→ **ENTRIES SHOWN**

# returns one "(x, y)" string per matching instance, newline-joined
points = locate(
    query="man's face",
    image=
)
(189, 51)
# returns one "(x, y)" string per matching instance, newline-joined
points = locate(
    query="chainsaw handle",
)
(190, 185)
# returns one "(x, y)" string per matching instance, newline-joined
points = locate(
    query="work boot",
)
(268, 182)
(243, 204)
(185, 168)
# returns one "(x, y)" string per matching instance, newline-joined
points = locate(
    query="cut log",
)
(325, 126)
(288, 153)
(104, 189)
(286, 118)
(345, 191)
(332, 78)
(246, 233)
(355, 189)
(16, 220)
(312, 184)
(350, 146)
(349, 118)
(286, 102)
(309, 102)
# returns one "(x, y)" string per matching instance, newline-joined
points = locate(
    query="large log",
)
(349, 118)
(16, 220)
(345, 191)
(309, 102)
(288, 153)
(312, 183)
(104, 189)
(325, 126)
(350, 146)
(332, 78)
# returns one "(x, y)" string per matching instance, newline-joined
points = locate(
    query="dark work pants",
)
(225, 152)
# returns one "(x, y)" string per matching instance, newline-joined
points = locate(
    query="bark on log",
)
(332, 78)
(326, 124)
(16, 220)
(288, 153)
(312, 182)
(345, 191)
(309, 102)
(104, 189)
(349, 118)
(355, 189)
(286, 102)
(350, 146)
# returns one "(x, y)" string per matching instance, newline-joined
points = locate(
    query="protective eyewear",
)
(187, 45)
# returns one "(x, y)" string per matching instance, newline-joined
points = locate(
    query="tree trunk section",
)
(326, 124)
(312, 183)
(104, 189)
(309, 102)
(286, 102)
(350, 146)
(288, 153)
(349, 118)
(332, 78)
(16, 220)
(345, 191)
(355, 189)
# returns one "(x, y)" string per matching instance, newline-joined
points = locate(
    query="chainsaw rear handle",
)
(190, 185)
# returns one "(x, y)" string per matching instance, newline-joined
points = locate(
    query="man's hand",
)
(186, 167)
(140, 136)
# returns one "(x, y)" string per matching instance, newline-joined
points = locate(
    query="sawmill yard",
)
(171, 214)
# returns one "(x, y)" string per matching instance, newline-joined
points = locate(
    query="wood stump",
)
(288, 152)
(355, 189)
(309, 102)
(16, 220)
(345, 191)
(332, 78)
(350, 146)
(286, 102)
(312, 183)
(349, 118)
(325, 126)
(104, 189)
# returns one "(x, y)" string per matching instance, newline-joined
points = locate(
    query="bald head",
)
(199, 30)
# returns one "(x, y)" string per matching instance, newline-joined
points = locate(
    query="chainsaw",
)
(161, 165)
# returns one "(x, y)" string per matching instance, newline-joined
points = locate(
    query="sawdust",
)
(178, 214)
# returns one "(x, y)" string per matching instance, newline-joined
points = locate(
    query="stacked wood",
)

--

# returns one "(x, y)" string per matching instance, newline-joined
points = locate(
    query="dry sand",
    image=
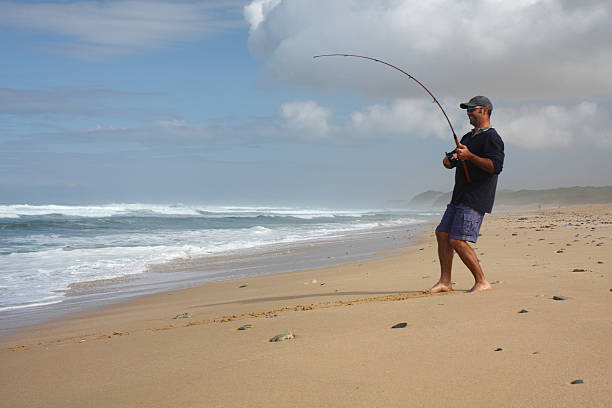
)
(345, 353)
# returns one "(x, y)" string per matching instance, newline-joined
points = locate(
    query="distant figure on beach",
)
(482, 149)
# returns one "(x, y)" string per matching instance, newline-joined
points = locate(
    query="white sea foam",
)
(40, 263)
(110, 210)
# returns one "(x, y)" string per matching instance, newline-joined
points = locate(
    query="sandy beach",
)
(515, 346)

→ **WORK INSTRUCTIONS**
How many lines in the entries above contain the string "beach"? Case counts, and the reply should be the number alone.

→ **SOLUTION FOR THIS PROBLEM**
2